What the task requires:
Reproduce word for word the lines of the records below, starting with the line that contains "Please put a marker on the wooden fence" and ending with the last line of the records.
======== Extracted data
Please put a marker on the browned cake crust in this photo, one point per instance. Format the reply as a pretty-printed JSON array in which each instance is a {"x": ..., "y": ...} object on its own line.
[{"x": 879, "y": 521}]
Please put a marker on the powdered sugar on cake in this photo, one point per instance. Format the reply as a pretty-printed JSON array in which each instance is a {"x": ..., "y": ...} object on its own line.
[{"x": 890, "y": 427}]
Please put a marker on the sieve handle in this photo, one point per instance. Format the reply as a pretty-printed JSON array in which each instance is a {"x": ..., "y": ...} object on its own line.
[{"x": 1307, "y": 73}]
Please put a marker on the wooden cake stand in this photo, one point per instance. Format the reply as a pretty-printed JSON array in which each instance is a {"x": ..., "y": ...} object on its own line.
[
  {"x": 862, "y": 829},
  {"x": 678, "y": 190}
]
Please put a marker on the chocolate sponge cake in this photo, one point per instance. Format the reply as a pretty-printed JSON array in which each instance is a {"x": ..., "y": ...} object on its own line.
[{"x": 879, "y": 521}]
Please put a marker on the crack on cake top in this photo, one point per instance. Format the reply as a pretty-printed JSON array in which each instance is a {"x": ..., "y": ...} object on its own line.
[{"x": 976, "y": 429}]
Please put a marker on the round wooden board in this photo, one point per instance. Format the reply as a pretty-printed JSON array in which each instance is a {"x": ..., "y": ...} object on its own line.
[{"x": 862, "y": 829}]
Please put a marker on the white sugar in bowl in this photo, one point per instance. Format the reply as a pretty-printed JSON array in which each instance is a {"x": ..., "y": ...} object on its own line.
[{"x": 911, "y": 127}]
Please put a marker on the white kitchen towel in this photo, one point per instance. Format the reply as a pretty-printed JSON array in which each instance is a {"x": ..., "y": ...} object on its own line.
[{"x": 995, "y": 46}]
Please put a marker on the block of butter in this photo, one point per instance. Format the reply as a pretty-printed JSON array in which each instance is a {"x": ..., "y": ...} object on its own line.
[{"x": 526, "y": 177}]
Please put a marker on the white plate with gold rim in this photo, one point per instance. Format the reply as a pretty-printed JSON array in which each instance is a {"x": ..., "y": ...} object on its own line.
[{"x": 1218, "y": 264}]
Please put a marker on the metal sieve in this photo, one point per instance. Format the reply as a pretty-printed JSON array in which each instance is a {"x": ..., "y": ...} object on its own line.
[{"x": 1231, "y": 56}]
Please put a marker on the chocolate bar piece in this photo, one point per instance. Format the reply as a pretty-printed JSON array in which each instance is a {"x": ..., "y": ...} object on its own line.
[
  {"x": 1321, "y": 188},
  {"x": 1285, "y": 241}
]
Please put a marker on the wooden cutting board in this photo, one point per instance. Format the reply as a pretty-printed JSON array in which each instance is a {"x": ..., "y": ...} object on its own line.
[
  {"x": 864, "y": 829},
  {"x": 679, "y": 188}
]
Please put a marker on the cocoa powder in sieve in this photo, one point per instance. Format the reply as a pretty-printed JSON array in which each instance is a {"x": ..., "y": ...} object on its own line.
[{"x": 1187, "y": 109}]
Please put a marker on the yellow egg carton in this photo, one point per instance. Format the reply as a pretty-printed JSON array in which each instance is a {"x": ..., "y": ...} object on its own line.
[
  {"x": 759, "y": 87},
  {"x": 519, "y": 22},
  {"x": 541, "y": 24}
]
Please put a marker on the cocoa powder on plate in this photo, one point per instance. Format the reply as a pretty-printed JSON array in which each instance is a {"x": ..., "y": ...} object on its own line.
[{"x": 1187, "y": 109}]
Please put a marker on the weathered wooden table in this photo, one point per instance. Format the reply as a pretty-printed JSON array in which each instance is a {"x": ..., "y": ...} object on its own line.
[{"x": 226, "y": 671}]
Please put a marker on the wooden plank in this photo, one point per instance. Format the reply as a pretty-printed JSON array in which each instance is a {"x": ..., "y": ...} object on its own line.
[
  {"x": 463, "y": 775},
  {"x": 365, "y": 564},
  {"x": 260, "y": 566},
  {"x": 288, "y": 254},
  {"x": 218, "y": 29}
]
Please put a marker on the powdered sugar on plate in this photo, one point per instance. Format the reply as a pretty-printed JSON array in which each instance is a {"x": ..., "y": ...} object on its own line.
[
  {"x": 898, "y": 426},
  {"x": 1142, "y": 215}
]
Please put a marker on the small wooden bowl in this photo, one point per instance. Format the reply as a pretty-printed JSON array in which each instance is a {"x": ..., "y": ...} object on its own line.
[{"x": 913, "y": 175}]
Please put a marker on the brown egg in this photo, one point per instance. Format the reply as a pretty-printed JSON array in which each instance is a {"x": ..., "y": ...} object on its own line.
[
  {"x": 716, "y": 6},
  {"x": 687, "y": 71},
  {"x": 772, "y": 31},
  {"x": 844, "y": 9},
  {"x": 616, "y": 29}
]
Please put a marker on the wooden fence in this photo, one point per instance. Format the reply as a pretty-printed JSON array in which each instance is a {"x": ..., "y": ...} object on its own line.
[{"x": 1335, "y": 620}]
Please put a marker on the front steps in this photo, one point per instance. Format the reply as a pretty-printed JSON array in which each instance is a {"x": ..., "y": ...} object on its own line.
================
Written response:
Please put a marker on the wooden fence in this photo, one point per instance. Format the reply as a pretty-printed JSON array in which each instance is a {"x": ..., "y": ...} object on its own line.
[{"x": 1335, "y": 620}]
Please put a marker on the front steps in this photo, one point per instance. Format the reply as a pretty-printed JSON array in which each instance is a {"x": ..., "y": ...} object on its own line.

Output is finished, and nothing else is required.